» Exercise aim:
Write a continuation of the interview with director Joshua Safdie about The Pleasure of Being Robbed, beginning right after its final sentence.

» Text segment:
>>>>

Friday, October 17, 2008

Interview with Joshua Safdie, director of THE PLEASURE OF BEING ROBBED


The Pleasure of Being Robbed screens twice this weekend, on Friday, 6pm, and Saturday, 9:30 pm. Director Joshua Safdie talked to Cine-file from his Manhattan studio.

It would be inaccurate to say The Pleasure of Being Robbed is solely about its lead character, Eléonore (Eléonore Hendricks). Sure, she gets the most screen-time, and at one point the film even visualizes what could be one of her dreams; but this is a film where each character is looked at with a great deal of affection and carries an equal weight. There is a story in each of their lives that are films in themselves, and the unfussy way in which Joshua Safdie captures these figures gives the sensation that the filmmakers just happened upon each scene.

There's a character named Batman, who casually strolls down the street calling each and every passerby "beautiful", "handsome", etc.; a stocky guy who walks into a bar, convulsively announces he's going to buy a drink for everyone, and then retreats in a fit of embarrassment; and an older man who pauses as we hear someone offscreen say, "You're getting younger and younger every day." These are the moments that give The Pleasure of Being Robbed a palpable texture of city life.

Safdie is fascinated by urban bustle. "I do all my thinking in transit," he says, "A quarter of the books I've read I've read walking from one place to the next." Safdie explains that it's in this shifting of one place to another that his characters find themselves. Referring specifically to Eléonore, he adds, "That's when she can be who she wants to be."

Safdie's camera frequently takes a fly on the wall approach, sometimes following her movements, sometimes letting her wander away from the frame. Describing Eléonore as "butterfly-like", Safdie gives us a logical progression of her con-artistry from purse-picking to grand theft auto. Eléonore's peculiar hobby is not easy to explain. We're not sure what kind of satisfaction she is deriving from it.

"She can't arrive on time to meet one of her oldest friends," Safdie recounts, "This friend sees her and recognizes her as Eléonore, but she doesn't recognize her, because she's never straight with her." He goes on to add," She knows she won't get past the small talk." There is something unnerving to Eléonore's seeming lack of intimacy with everyone around her.

<<<<

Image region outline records

>>>>

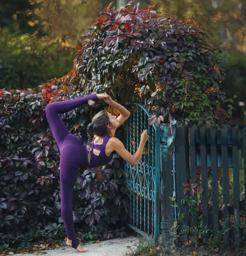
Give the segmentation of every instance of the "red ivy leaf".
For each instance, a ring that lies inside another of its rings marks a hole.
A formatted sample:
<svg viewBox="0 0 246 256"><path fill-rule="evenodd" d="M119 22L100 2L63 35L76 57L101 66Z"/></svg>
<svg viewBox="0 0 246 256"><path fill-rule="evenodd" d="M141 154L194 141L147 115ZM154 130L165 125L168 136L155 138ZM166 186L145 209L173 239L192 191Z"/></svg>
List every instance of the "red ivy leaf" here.
<svg viewBox="0 0 246 256"><path fill-rule="evenodd" d="M132 28L131 27L131 24L129 22L126 22L126 23L125 24L125 29L126 29L127 32L128 33L130 33L132 31Z"/></svg>
<svg viewBox="0 0 246 256"><path fill-rule="evenodd" d="M201 194L203 192L203 187L201 185L198 185L198 186L197 187L197 192L199 194Z"/></svg>
<svg viewBox="0 0 246 256"><path fill-rule="evenodd" d="M137 11L138 11L138 6L139 6L139 3L137 3L135 6L133 7L133 13L134 14L136 14L137 12Z"/></svg>
<svg viewBox="0 0 246 256"><path fill-rule="evenodd" d="M77 44L76 45L76 47L75 47L76 50L81 50L82 49L82 47L79 44Z"/></svg>
<svg viewBox="0 0 246 256"><path fill-rule="evenodd" d="M188 187L188 188L185 188L184 190L183 190L183 193L184 194L185 194L186 192L189 189L189 187Z"/></svg>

<<<<

» In response:
In Robert Bresson's Pickpocket (1959), the character of the title also appears distant and lacking an overall awareness of his actions. That is, until Bresson gives him his big flash of redemption. Safdie gives us several glimpses at redemption, without being as definitive as Bresson. "I imagine her getting caught when she trades the CD for the DVD," he says about the ending, "Though it wouldn't have worked to put that in the film." Safdie views the scene as a way of the character "living on". "That's a kind of redemption," he says.

The subject of Shirley Clarke's Portrait of Jason (1967) was more of a reference for Safdie. "How many of his tears are sincere and how many are performative?" he asks about the figure of Jason Holliday, going on to observe, "Loot at Eléonore: she says she doesn't know how to drive and then suddenly she's doing fancy tricks and parallel parking."

"When she can't perform in the park it's the saddest thing in the world," Safdie says in describing the scene where Eléonore is caught sifting through a woman's purse. "It's like that moment when Robert Mitchum faces Lilian Gish in Night of the Hunter (1955) and he can no longer pretend to be a reverend."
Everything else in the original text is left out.